__TEXT PASSAGE__

On 6/01/2015 11:39 AM, Carl Turney wrote:
On 06/01/15 11:09, Russell Coker wrote:
kill -stop will suspend a process and kill -cont will continue it. It wouldn't be difficult to write a script that runs kill -stop and kill -cont in a loop.
Ah. I grasp the underlying concept, and know a bit about ps and kill.
If only I weren't so very damned rusty on other Linux bash commands, and writing scripts with loops and conditionals.
It's really quite simple and a great solution. ps -fe|grep someprocess You'll get the process id (PID) in the second column. Then you could set up a couple of aliases to make it simple. alias stop_tb='kill -STOP nnnn' alias start_tb='kill -CONT nnn' Now, so long as the PID doesn't change, then you can simply run the commands quickly as desired. stop_tb start_tb Cheers A.

On 06/01/15 11:55, Andrew McGlashan wrote:
Now, so long as the PID doesn't change, then you can simply run the commands quickly as desired.

__EXERCISE SET__
1 > Answer these questions using the mailing-list thread about suspending processes:
(a) According to the thread, what does kill -cont do to a process?
(b) In the output of ps -fe, which column holds the process id?
(c) Who wrote the message dated 06/01/15 11:09?
2 > Pick up the mailing-list thread about suspending processes with kill from its last line and write the next reply.
Nothing in the records is needed for this work.

[Raw records]
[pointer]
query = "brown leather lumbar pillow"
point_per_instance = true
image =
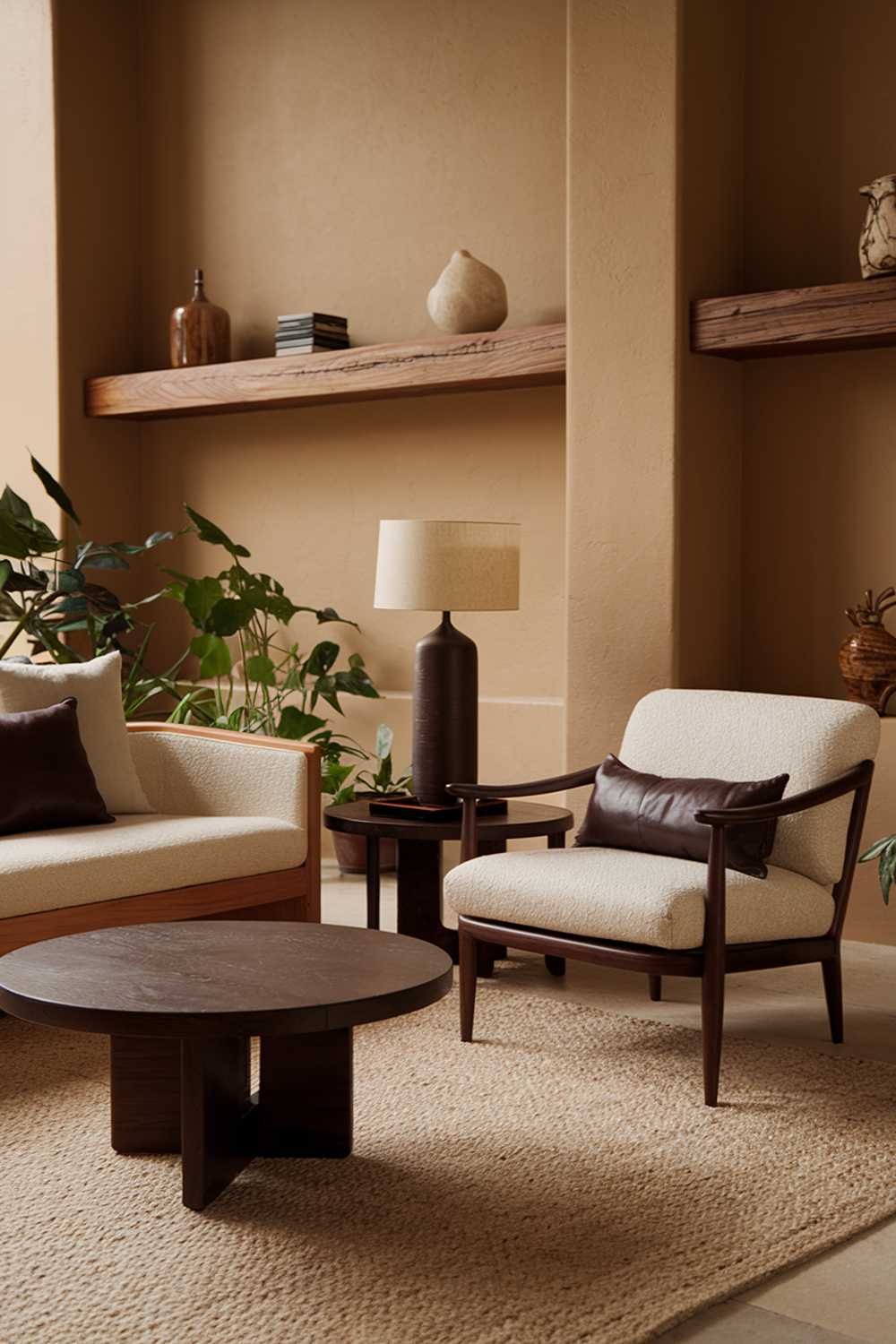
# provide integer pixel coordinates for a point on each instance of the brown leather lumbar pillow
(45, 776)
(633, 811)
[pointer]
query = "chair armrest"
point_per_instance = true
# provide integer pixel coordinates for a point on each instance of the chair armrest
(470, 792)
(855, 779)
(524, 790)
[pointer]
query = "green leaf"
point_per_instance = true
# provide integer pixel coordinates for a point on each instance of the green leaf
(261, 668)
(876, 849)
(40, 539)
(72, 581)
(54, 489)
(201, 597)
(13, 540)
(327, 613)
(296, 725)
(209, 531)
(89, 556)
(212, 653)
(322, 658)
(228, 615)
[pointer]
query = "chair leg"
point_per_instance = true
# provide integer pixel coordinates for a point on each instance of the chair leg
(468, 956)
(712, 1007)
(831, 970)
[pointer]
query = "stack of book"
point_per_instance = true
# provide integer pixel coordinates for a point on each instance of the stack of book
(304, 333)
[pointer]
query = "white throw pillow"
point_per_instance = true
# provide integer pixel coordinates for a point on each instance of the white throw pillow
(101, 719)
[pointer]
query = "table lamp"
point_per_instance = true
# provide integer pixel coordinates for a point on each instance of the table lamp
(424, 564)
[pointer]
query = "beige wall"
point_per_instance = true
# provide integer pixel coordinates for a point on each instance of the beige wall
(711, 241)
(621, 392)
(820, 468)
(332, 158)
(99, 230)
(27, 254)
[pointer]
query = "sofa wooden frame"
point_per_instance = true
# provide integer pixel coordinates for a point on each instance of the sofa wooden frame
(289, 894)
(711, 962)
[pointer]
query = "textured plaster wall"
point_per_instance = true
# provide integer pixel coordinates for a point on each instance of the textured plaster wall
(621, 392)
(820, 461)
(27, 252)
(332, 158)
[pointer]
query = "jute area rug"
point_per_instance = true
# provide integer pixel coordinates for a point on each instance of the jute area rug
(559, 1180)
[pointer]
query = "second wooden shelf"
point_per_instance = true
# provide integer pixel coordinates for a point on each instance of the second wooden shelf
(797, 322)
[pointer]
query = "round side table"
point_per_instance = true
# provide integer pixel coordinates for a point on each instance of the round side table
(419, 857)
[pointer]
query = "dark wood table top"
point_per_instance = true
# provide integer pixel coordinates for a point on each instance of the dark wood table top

__TASK RESULTS__
1 >
(a) It continues a process that was suspended.
(b) The second column.
(c) Russell Coker.

2 >
On Linux, you can also use "killall" instead of "kill", which allows you to send signals to processes by name instead of by PID. Hope that helps, Andrew

On Tue, 6 Jan 2015, Andrew McGlashan <andrew.mcglashan@affinityvision.com.au> wrote:
alias stop_tb='kill -STOP nnnn' alias start_tb='kill -CONT nnn'
Now, so long as the PID doesn't change, then you can simply run the commands quickly as desired.
while true ; do stop_tb sleep 1 start_tb sleep 1 done -- My Main Blog http://etbe.coker.com.au/ My Documents Blog http://doc.coker.com.au/

On Tue, 6 Jan 2015 11:09:14 AM Russell Coker wrote:
But for Carl's case of a single process using 100% CPU time and overheating the machine it won't work.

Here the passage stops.